• [Task]:
Answer these questions about the forum thread on dividing by a constant:
(a) What is the binary reciprocal of 14 that the thread gives?
(b) What caveat is stated about the code?
(c) Why does a code comment say to use ror rather than lsr?

• [Extract provided]:
Bregalad wrote:
Well I'll recommend to read this wiki article :
http://wiki.nesdev.com/w/index.php/Division_by_a_constant_integerIt is possible (and easy) to divide by 3 using only the accumulator, if the result don't exceed 8-bit that is. (the example code is for 4-bit, therefore there is 4 comparaisons, but if you need more bits in the result you need to do more comparaisons). If the result is 16-bit then you'd have to complicate the example code, splitting it into low and high 8-bits.
Caveat: none of this code is tested.
An alternative is to multiply by the reciprocal.
The reciprocal of 14 is (in binary) .0001001001001...
Since 14 has non power of 2 factors the reciprocal
is a repeating decimal which can be useful.
You need enough partial products to get your desired
accuracy, that is, if you want it accurate to the nearest
integer and the number you're dividing is a single byte
(max value ~256) your smallest partial product needs to be
<1/256 so that that partial product is less than 1
because you want it accurate to the nearest 1
So in that case (one byte divided by 14 accurate to the
nearest integer) you need to multiply by .0001001001
Defer the division of the partial products so that you
retain as much accuracy as possible.
Code:
sta temp
lsr
lsr
lsr ; A = number x .001
; don't clear the carry to get some rounding
adc temp ; C,A now contain 1.001 x number
ror ; ror not lsr, gotta keep C
lsr
lsr
adc temp ; C,A now contain 1.001001 x number
ror
lsr
lsr
lsr ; A= .0001001001 x number = number/14
Because it'a a repeating decimal you could roll
it up into a loop.

• [Material provided]:
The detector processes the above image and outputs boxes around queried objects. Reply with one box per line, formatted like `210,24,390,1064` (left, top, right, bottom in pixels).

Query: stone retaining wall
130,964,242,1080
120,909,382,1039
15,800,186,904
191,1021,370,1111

• [Response to the exercise]:
(a) .0001001001001...
(b) None of the code is tested.
(c) To keep the carry (C).